REQUIRED TASK >> Rewrite the listing below, putting "One point for each instance" wherever "One marker per instance" appears and leaving everything else as it is.

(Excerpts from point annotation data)
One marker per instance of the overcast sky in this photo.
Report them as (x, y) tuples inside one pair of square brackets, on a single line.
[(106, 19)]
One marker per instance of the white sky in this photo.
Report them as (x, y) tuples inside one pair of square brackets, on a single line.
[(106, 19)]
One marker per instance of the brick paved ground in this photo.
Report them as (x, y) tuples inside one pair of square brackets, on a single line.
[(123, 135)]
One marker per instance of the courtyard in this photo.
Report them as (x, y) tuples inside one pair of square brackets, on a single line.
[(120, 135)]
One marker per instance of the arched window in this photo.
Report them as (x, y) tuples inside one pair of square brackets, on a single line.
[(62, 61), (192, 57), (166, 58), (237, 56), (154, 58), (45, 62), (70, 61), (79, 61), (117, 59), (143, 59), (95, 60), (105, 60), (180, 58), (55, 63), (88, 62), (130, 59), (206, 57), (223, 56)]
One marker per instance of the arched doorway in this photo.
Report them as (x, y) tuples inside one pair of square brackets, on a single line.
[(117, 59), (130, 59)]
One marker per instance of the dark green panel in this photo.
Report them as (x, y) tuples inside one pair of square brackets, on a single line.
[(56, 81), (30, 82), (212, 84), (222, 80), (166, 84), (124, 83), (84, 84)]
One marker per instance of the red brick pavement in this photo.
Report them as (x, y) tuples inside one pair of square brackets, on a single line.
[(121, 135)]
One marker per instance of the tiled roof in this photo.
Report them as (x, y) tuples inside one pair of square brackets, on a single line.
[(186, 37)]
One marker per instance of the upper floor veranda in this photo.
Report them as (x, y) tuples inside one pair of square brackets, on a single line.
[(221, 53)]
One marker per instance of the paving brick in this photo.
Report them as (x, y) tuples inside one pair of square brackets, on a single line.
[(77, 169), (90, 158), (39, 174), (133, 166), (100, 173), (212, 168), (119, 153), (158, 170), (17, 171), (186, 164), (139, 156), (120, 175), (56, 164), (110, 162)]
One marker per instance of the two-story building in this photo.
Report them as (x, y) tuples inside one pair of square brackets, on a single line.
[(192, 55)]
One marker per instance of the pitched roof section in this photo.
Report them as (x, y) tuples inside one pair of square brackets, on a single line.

WRITTEN SOLUTION >>
One point for each instance of the overcast sky in this photo.
Report them as (x, y) tuples inside one pair of square brackets, on a single line.
[(106, 19)]
One point for each instance of the white sky in this photo.
Report them as (x, y) tuples inside one pair of square brackets, on a single line.
[(106, 19)]
One point for each instance of the brick paved ground in this photo.
Report them as (x, y) tuples inside one pair of square brackets, on a single line.
[(123, 135)]
One point for each instance of the courtyard in this photo.
Report them as (x, y) tuples inside one pair of square brackets, on a single line.
[(120, 135)]
One point for each instance of the arched window in this photo.
Report them as (x, y) tuples inside one pair of square brackets, on a single line.
[(62, 61), (192, 57), (166, 58), (237, 56), (154, 58), (45, 62), (70, 61), (79, 61), (117, 59), (143, 59), (95, 60), (105, 60), (180, 58), (55, 63), (88, 62), (130, 59), (206, 57), (223, 56)]
One point for each instance of the arched doorway in this photo.
Report them as (x, y) tuples inside one pair of square brackets, on a single line.
[(117, 59), (130, 59)]
One point for each instance of the dark green panel in this photo.
Report them as (x, y) tuples inside one pair of square brackets, on a single line.
[(56, 81), (30, 82), (212, 84), (222, 80), (166, 84), (124, 83), (84, 84)]
One point for each instance of the red brick pavement in this photo.
Report them as (x, y) tuples inside one pair of square brackets, on a single line.
[(121, 135)]
One point for each instance of the tiled roof in this photo.
Report them as (x, y) tuples inside one pair of square brackets, on a single line.
[(186, 37)]
One point for each instance of the upper floor veranda in this photo.
Report them as (x, y) tuples inside one pair of square brackets, on a single line.
[(221, 53)]
One point for each instance of the paving brick in this photo.
Report them as (x, y) tuples inside one pair of square brackets, on a single line.
[(77, 169), (90, 158), (39, 174), (133, 166), (100, 173), (212, 168), (119, 153), (158, 170), (17, 171), (186, 164), (139, 156), (120, 175), (56, 164), (110, 162)]
One point for each instance of the two-story building in this photo.
Report them as (x, y) tuples inside one pair of square brackets, on a single line.
[(192, 55)]
One point for each instance of the pitched roof section in this photo.
Report them as (x, y) tuples inside one pair of square brackets, on a single line.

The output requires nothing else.